Given instruction ->
Produce an exact copy of the lines from the line containing "Mark the innermost point of each instance of the sea" through the last line of the entries below, and only those lines.

Provided records ->
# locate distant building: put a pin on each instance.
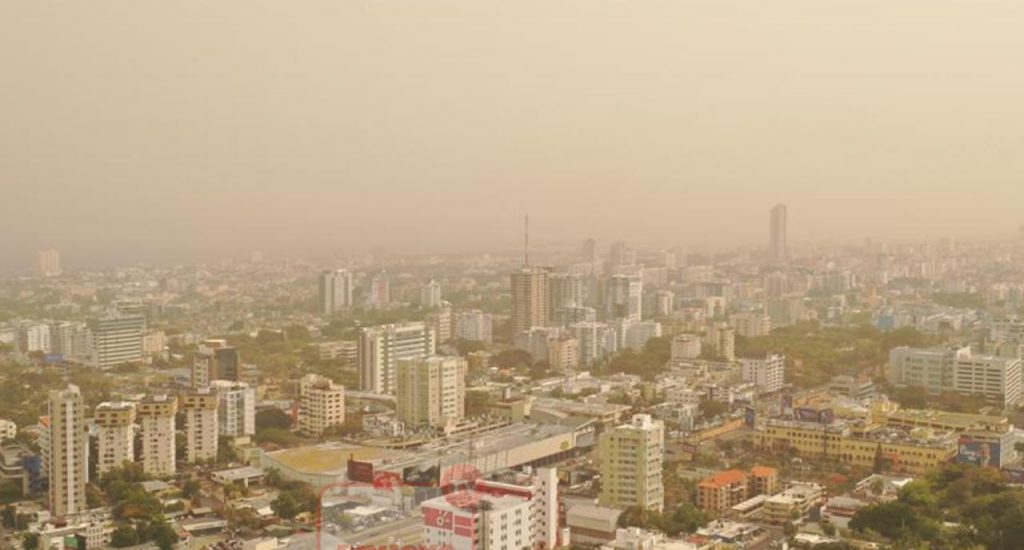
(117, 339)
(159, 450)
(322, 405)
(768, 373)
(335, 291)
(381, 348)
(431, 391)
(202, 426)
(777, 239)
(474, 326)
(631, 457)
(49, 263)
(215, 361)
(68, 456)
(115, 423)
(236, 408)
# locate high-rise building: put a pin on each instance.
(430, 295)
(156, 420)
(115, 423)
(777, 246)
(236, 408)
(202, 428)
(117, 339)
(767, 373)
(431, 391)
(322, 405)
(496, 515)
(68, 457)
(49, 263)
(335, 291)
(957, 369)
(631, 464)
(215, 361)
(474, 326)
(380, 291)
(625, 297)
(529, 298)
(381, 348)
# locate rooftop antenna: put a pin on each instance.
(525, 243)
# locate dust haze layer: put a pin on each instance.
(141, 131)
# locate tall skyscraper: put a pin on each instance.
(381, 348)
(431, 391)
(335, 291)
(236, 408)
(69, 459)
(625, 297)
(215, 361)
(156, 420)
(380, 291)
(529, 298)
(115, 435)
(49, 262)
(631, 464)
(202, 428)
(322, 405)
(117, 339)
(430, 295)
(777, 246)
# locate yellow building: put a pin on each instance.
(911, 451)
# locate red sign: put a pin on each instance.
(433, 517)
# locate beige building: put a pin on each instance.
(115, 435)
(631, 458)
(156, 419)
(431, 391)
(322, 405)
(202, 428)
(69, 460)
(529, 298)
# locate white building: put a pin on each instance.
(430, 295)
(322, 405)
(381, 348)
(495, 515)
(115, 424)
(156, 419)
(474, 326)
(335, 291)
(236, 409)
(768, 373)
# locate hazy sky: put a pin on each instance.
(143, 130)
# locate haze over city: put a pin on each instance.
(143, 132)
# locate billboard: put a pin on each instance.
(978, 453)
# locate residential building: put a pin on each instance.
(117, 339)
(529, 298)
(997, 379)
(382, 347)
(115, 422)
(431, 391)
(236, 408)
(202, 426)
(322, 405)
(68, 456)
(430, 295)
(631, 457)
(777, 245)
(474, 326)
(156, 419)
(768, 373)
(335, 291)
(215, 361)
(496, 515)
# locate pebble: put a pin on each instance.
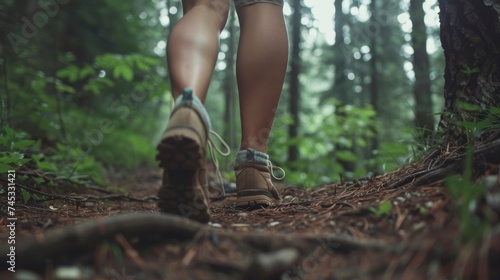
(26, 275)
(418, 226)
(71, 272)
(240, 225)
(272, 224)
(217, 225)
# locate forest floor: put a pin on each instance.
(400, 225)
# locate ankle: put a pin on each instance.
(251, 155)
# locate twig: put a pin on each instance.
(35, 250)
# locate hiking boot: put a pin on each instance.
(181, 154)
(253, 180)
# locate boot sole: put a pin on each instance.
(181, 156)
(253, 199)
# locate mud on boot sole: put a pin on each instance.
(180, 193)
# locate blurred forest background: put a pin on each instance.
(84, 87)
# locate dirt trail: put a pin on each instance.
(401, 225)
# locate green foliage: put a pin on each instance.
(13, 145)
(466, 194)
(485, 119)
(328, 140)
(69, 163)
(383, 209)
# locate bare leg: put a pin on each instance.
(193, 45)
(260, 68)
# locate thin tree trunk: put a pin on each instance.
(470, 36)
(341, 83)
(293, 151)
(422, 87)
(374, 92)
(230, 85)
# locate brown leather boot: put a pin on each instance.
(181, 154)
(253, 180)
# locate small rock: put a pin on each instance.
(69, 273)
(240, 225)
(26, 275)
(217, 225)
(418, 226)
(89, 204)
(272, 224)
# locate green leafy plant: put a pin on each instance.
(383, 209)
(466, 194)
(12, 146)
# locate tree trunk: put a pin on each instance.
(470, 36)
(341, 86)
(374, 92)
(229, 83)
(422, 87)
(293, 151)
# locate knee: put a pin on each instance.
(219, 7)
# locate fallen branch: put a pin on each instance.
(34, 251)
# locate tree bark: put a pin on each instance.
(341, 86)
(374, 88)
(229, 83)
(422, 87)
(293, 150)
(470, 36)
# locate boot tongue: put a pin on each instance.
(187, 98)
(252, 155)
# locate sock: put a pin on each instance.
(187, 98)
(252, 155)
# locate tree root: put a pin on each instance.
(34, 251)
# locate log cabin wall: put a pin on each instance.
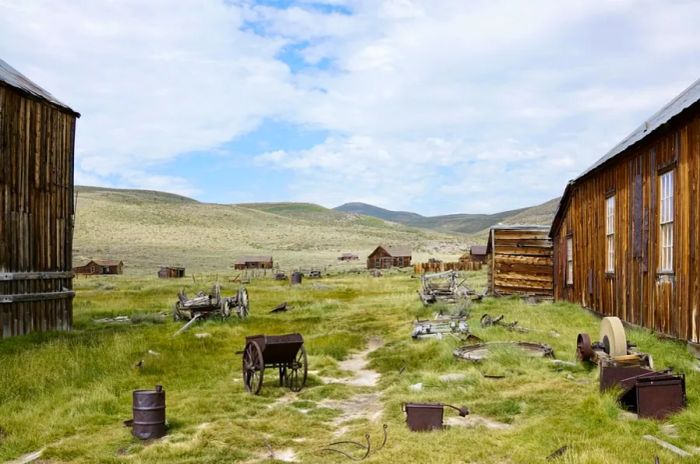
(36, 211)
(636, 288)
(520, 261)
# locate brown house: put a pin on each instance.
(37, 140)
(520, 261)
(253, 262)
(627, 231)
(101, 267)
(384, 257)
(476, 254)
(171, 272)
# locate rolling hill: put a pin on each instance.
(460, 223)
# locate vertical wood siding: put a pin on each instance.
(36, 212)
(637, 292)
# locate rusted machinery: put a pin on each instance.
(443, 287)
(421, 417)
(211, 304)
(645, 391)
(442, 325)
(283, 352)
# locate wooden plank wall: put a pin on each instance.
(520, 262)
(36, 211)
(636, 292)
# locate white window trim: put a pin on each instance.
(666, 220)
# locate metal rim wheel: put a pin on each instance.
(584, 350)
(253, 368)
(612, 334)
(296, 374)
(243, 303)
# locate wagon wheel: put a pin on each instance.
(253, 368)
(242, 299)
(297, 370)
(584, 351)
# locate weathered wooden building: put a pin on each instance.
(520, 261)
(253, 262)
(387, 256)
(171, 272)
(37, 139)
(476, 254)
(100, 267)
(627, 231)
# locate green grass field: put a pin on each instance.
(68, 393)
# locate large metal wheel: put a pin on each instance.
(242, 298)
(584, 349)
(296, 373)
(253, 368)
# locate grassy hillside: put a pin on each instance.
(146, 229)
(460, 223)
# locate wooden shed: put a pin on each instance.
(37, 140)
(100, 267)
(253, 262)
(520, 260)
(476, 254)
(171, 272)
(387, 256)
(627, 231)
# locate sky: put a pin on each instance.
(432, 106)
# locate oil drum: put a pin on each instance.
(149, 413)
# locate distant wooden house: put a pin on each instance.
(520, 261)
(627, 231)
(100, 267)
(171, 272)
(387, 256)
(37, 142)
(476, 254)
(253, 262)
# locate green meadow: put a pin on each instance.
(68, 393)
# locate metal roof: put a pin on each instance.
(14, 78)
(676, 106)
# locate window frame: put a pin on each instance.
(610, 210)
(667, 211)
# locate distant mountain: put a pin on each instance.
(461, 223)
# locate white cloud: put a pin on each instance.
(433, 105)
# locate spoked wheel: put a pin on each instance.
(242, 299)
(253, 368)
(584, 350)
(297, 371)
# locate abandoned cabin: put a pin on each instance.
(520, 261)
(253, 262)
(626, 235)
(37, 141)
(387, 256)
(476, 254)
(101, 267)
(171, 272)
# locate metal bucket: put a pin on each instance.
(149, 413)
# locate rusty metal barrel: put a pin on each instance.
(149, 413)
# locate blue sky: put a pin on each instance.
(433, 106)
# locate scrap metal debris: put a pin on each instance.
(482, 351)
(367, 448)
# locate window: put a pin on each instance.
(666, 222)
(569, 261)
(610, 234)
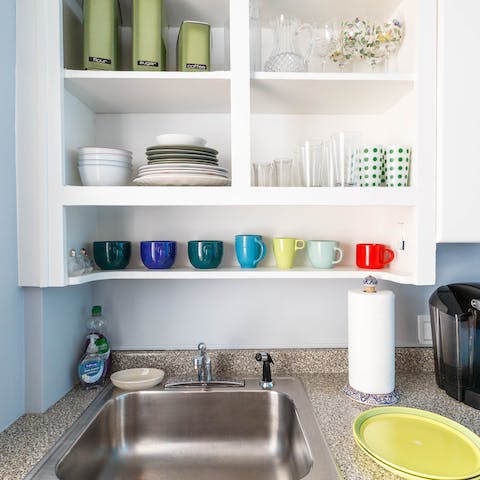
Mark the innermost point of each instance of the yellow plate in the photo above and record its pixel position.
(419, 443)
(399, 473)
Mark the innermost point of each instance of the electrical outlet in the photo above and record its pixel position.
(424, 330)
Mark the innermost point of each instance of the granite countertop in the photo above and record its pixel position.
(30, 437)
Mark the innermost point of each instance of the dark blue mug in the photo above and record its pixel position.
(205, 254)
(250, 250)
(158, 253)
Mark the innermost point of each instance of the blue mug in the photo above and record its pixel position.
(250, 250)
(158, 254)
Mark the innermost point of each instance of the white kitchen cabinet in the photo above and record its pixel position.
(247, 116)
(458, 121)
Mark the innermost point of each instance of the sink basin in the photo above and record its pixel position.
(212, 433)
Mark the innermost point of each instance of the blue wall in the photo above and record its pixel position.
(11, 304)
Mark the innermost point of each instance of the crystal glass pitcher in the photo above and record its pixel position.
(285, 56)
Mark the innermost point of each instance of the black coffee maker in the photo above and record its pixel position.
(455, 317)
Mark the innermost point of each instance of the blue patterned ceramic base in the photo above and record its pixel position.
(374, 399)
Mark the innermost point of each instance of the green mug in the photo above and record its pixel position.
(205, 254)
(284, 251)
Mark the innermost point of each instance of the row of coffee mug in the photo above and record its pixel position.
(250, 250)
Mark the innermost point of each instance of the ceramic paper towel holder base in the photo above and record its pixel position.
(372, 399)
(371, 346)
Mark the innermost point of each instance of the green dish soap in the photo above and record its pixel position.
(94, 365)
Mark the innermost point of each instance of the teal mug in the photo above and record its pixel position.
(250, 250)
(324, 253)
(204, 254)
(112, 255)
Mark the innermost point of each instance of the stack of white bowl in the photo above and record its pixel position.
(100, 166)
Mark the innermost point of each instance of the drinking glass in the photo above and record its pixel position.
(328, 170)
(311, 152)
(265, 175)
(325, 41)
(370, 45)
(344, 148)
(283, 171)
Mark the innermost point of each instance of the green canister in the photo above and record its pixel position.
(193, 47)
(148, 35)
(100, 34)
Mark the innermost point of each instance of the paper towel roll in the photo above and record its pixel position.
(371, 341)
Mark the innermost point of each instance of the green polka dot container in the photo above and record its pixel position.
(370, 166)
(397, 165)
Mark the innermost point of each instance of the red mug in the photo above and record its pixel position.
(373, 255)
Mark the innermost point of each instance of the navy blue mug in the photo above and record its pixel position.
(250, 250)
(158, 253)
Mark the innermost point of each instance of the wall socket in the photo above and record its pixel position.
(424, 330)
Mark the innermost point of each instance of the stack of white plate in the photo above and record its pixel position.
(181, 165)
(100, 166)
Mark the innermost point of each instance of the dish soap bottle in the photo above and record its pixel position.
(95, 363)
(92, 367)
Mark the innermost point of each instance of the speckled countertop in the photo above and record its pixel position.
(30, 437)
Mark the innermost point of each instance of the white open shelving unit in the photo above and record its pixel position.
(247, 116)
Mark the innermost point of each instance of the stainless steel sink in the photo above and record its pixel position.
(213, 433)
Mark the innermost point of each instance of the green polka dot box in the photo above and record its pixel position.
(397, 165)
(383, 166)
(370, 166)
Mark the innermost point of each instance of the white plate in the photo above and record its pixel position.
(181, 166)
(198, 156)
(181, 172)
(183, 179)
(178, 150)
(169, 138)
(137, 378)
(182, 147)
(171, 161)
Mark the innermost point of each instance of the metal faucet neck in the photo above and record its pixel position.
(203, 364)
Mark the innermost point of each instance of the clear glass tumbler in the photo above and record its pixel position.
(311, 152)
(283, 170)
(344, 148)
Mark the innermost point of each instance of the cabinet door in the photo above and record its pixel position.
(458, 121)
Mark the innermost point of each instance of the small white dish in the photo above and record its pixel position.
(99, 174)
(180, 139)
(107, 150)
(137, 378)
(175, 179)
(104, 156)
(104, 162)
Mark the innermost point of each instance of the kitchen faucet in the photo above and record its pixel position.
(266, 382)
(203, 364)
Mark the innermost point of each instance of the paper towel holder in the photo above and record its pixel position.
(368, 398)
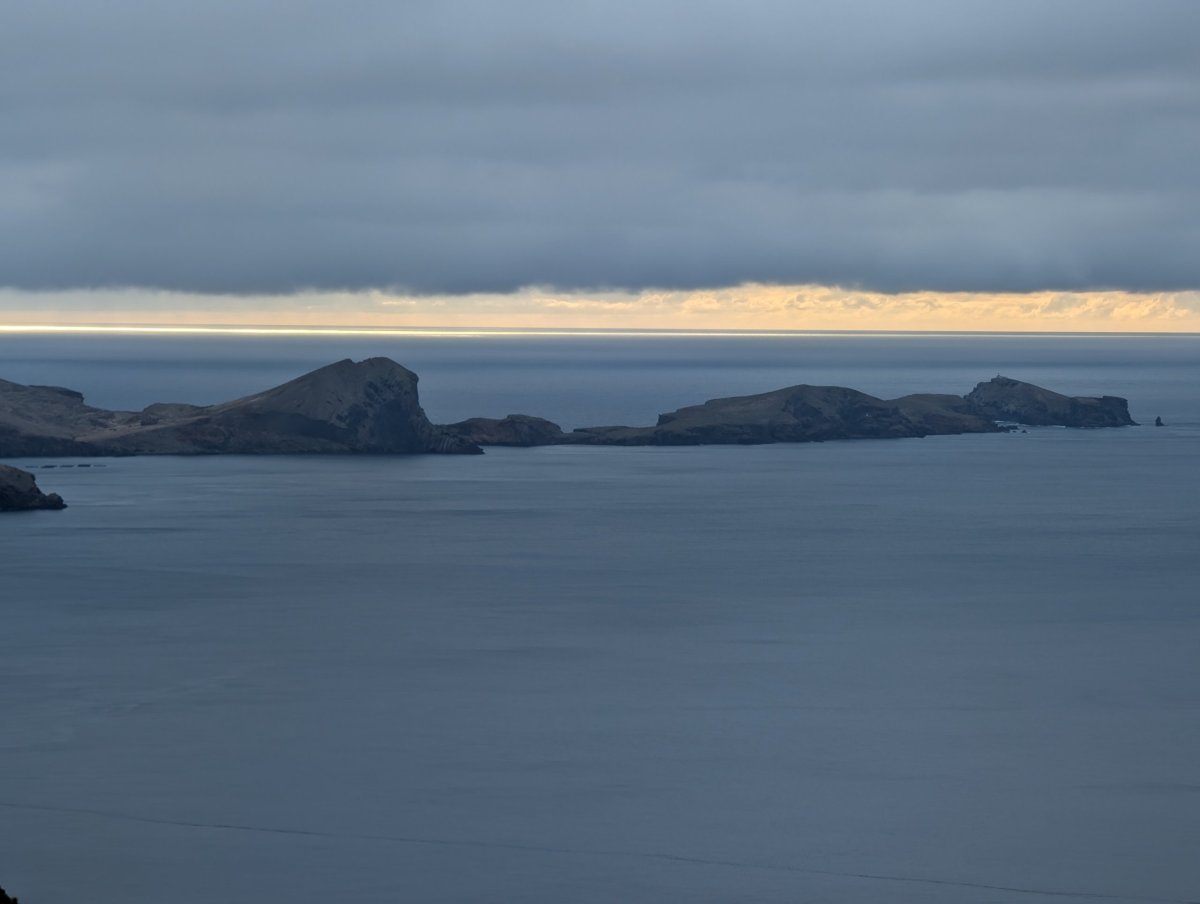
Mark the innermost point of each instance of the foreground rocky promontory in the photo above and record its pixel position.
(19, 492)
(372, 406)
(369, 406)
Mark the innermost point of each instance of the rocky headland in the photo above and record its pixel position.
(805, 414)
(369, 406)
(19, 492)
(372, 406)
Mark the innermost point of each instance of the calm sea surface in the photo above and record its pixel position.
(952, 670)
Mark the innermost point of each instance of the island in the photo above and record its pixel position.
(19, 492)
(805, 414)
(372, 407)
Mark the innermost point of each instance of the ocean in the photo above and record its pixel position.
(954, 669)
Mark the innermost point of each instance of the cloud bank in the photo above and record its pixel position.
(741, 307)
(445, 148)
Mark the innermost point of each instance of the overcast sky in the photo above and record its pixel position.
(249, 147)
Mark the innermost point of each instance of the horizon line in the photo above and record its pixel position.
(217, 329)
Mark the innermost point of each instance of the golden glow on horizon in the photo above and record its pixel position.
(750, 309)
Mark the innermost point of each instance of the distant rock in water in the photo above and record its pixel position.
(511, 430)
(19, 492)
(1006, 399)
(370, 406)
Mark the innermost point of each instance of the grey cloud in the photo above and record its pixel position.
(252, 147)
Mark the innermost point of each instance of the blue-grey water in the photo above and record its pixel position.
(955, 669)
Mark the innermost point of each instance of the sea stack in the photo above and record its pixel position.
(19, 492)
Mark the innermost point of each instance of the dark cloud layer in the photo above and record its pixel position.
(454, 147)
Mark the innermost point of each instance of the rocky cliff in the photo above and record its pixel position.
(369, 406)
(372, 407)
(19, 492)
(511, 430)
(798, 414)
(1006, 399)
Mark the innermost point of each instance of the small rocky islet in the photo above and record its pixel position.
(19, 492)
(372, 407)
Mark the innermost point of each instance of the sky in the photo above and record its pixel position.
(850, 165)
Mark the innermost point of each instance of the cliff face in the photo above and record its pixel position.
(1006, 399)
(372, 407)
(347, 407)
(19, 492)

Task result ->
Mark the innermost point of each instance of the sea stack in the photo above and record its pixel position.
(19, 492)
Mark the innermost point of each instance of the dark cloud layer in the photo above and record its pixel position.
(454, 147)
Mark the innermost point of each instance of the rocky cliff in the photo above and record its pixel position.
(369, 406)
(372, 407)
(19, 492)
(511, 430)
(798, 414)
(1006, 399)
Mark the innermost point of each instance of the small rocky islet in the photo above and record its pixel position.
(19, 492)
(372, 407)
Mark the innermost point of each instance of the sky in the photo above and record its pixel position.
(850, 165)
Mark the innermost point of each instance of the cliff face in the photo above and record its pixel position.
(1006, 399)
(372, 407)
(347, 407)
(19, 492)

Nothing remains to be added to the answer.